▶ _SHORT TASK_
Please copy the records below, swapping every "set down one marker" for "place one point" and leaving everything else unchanged.

▼

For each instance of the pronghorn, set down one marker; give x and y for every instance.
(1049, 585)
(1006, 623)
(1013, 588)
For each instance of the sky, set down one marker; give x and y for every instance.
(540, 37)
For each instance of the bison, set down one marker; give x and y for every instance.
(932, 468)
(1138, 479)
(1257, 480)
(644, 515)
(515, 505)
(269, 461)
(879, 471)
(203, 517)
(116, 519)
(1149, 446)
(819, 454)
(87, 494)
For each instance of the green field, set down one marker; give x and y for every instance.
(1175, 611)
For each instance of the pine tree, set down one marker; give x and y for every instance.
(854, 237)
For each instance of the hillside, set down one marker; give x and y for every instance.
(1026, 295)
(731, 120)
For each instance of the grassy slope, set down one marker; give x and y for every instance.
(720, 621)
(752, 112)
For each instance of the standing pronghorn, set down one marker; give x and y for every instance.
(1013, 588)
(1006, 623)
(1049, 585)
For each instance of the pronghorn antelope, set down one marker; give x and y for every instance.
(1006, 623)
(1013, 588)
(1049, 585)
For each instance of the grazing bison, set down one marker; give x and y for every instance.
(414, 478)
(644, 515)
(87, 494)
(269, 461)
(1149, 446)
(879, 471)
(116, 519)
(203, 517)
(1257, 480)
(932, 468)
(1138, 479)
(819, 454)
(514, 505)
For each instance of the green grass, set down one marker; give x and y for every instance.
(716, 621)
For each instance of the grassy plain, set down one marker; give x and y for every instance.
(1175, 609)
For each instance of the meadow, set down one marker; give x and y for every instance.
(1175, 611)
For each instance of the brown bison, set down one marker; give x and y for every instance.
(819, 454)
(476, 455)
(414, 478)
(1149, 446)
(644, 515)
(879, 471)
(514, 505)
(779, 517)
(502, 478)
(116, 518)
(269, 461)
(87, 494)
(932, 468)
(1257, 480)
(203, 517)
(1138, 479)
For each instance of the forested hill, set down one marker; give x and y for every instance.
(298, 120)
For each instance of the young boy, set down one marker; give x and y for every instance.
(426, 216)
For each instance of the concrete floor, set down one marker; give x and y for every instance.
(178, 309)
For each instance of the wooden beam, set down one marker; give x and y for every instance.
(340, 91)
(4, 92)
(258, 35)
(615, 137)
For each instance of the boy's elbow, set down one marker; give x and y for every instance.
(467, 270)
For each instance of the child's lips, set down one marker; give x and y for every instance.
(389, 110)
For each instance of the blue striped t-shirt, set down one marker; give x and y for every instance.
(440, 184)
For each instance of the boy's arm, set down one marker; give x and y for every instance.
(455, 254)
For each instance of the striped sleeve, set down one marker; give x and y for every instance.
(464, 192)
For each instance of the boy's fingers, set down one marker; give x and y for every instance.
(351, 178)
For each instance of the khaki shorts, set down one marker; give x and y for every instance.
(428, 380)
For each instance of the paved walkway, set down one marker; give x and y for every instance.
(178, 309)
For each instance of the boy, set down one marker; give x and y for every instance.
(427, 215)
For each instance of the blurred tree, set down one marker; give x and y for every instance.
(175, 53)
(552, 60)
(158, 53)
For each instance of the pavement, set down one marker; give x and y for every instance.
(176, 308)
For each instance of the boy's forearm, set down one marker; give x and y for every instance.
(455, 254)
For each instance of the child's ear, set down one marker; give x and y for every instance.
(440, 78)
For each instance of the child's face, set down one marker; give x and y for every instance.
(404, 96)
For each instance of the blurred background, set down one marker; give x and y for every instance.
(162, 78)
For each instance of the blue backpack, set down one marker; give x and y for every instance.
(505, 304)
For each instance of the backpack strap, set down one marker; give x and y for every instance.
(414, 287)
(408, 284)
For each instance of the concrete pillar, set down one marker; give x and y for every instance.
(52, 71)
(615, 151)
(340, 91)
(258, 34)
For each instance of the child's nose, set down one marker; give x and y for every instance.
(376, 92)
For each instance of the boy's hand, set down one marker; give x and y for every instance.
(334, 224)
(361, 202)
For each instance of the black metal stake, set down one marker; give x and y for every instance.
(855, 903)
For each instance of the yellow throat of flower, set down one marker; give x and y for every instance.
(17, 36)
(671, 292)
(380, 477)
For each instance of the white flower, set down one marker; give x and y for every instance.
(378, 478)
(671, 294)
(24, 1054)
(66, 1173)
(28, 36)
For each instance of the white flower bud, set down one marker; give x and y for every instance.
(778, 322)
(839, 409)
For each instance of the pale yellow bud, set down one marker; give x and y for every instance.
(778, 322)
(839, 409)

▲

▶ _SOLUTION TO THIS EXERCISE_
For each instance of the pronghorn, place one point; give x and y for every instance.
(1049, 585)
(1006, 623)
(1013, 588)
For each instance of the sky, place one point; give x and y for every instance.
(540, 37)
For each instance of the bison, place one point; give x and y for every instance.
(932, 468)
(1138, 479)
(1257, 480)
(644, 515)
(515, 505)
(269, 461)
(879, 471)
(203, 517)
(116, 519)
(1149, 446)
(819, 454)
(87, 494)
For each instance of the green field, place one point; give x and y for every instance.
(1175, 611)
For each instance of the pine tree, place one point; give x and y for every instance.
(854, 237)
For each instance of the hillside, place one point; give x and y for every instance.
(1026, 295)
(731, 120)
For each instance of the grassy slope, place one point; give x and y for every instance.
(720, 621)
(752, 112)
For each instance of the standing pronghorn, place one point; give x and y for every instance.
(1013, 588)
(1006, 623)
(1049, 585)
For each instance of the pronghorn antelope, place one point; give x and y for every instance.
(1006, 623)
(1013, 588)
(1049, 585)
For each instance of the grazing bison, place one point; give x and y for every instance.
(414, 478)
(644, 515)
(87, 494)
(269, 461)
(1149, 446)
(879, 471)
(116, 519)
(203, 517)
(1257, 480)
(932, 468)
(1138, 479)
(819, 454)
(514, 505)
For each instance of the green grass, place one point; give x and y for every instance.
(716, 621)
For each instance of the grassy plain, place one point; give x and y for every instance.
(1175, 609)
For each instance of the meadow, place one point; give x and y for every instance.
(1175, 611)
For each instance of the brown bison, place one point; give x and y for every instance.
(819, 454)
(476, 455)
(414, 478)
(1149, 446)
(644, 515)
(879, 471)
(514, 505)
(779, 517)
(502, 478)
(116, 518)
(269, 461)
(87, 494)
(932, 468)
(1257, 480)
(203, 517)
(1138, 479)
For each instance of the forested hill, place one point; give x and y for every instance.
(298, 120)
For each instance of the young boy, place one point; give x and y for every instance.
(426, 216)
For each instance of the concrete floor, place one point; give x and y for every instance.
(178, 309)
For each instance of the wooden beam, place one point; give x and y for every instance.
(340, 91)
(4, 92)
(258, 35)
(615, 137)
For each instance of the boy's elbow, place one point; give x and y for every instance.
(467, 270)
For each instance of the child's lips, place one point; give x and y for every instance.
(389, 110)
For each instance of the blue striped t-shirt, place one point; give x and y for every instance.
(440, 184)
For each instance of the boy's arm, place one point; give x and y for every instance.
(455, 254)
For each instance of the striped sleeve, place one point; give x and y for every instance.
(464, 192)
For each instance of the boy's fingers, place one point; give x and y for every instance.
(351, 178)
For each instance of the khaki shorts, place one point; give x and y for every instance.
(428, 380)
For each instance of the paved walkway, place one point; give x and y for every instance.
(178, 309)
For each instance of the boy, place one point; give x and y for every instance.
(427, 215)
For each instance of the blurred tree, place one point; give x and y for every instance.
(175, 53)
(552, 60)
(158, 53)
For each instance of the pavement, place one point; give x and y for every instance.
(176, 308)
For each instance of the boy's forearm, place one point; give x and y for every instance.
(455, 254)
For each instance of the child's ear, place one point; give x and y for every instance.
(440, 78)
For each instance of the child's face, place one point; give x and y for every instance.
(404, 96)
For each instance of the blurred background, place one point; give x and y for every instance.
(162, 78)
For each instance of the blue backpack, place one point; give x and y for every instance.
(505, 304)
For each instance of the backpack strap, place one point; give x and y for every instance.
(414, 287)
(408, 284)
For each instance of the concrete pillar, place one point; give x and y for every instance.
(52, 71)
(615, 151)
(340, 91)
(258, 34)
For each instance of the child's nose, place one point; give x and y for every instance.
(376, 92)
For each instance of the boy's hand, place one point; give x and y for every instance.
(334, 224)
(361, 202)
For each instance of the black metal stake, place one point; give x and y for every instance.
(855, 903)
For each instance of the yellow throat of flower, place one point; give x and y for every instance.
(17, 36)
(671, 292)
(380, 477)
For each instance of the white flower, place one point; give x and y for every instance.
(378, 478)
(671, 294)
(24, 1054)
(66, 1173)
(28, 36)
For each instance of the white flower bud, place one point; give x and y for every instance.
(778, 322)
(839, 409)
For each instance of the pale yellow bud, place one point; give x and y for every instance.
(778, 322)
(839, 409)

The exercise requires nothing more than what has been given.